▶ [What you will do] Starting at the line that contains "Rapid-fire question: Where does the open", repeat each line exactly until the records end, keeping both the first and the last.

Start of Block

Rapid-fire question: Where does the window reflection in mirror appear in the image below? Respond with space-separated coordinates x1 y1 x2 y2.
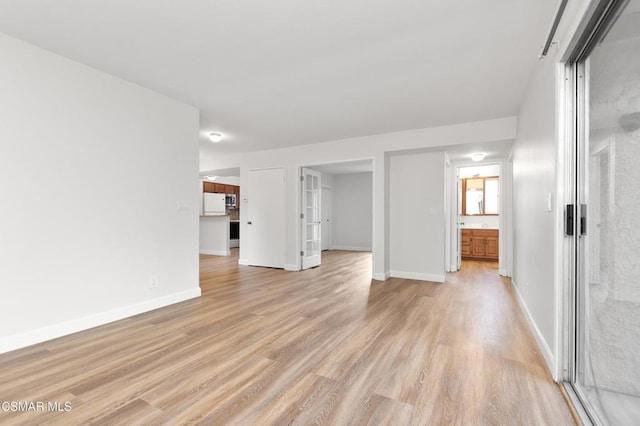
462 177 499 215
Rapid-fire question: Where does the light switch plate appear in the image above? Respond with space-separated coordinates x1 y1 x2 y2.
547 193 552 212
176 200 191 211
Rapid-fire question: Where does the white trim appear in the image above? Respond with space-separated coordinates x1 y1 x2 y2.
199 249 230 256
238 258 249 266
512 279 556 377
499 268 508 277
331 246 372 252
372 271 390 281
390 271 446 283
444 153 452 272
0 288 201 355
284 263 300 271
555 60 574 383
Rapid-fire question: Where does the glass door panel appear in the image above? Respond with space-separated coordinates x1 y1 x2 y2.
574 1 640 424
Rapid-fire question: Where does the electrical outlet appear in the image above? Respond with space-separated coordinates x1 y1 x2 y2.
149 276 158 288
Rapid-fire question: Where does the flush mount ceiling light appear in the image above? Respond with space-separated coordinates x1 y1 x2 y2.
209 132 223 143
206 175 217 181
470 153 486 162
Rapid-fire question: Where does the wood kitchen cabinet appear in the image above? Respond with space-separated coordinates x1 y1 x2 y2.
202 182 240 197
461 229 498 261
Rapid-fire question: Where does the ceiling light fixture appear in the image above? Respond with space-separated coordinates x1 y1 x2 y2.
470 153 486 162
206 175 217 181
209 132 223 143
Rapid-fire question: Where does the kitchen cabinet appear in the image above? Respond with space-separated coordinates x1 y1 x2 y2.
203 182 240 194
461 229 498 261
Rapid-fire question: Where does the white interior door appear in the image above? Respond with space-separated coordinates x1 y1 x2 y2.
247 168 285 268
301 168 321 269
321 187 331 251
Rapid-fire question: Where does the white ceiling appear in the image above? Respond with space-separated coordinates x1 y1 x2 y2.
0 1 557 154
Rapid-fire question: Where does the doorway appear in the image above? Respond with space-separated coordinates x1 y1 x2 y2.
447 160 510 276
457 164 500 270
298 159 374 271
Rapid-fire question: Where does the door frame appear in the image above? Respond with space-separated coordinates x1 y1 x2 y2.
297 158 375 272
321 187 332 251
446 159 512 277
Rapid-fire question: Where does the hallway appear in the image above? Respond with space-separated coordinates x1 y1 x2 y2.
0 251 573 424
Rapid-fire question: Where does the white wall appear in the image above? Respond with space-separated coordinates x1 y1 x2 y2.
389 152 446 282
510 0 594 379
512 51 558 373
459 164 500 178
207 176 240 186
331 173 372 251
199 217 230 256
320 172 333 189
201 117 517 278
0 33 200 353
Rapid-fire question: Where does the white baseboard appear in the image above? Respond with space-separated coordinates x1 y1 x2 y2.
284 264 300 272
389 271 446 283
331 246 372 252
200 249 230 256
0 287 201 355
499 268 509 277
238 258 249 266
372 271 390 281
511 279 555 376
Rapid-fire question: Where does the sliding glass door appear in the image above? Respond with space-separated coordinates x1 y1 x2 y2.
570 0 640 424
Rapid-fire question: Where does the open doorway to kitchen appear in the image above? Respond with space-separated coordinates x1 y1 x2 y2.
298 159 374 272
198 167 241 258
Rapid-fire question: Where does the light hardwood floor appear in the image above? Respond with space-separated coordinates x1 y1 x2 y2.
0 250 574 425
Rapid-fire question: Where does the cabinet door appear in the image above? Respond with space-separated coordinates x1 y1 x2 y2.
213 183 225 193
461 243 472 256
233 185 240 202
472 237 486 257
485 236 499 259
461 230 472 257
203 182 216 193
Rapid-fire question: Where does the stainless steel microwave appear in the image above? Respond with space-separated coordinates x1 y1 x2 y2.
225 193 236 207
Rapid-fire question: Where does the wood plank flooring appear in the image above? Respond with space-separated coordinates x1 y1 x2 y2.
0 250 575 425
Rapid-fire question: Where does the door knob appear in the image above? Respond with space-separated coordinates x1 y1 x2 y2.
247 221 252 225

End of Block

▶ [Task solution]
Rapid-fire question: Where does the open doorway to kitchen appear in the image above? Respond with space-separated coordinates x1 y1 x2 y2.
298 159 374 272
198 167 241 258
Rapid-fire question: Where does the light hardwood floor appear in the image above? Respond with space-separated coordinates x1 y1 x2 y2.
0 250 574 425
Rapid-fire question: Where does the cabinet door appear in the image above? Respond with space-separated coordinates x1 y1 x2 y2.
213 183 225 193
461 243 472 256
233 185 240 202
472 237 486 257
485 236 499 259
461 230 472 257
203 182 216 193
Rapid-fire question: Where does the stainless steel microwave appear in the image above? Respond with space-separated coordinates x1 y1 x2 y2.
225 193 236 207
Rapid-fire question: Where does the wood plank flooring appear in the image above? Respond with space-separated coordinates x1 y1 x2 y2.
0 250 575 425
Rapid-fire question: Where does the door knob appear in the image above? Respond with space-separated coordinates x1 y1 x2 y2.
247 221 252 225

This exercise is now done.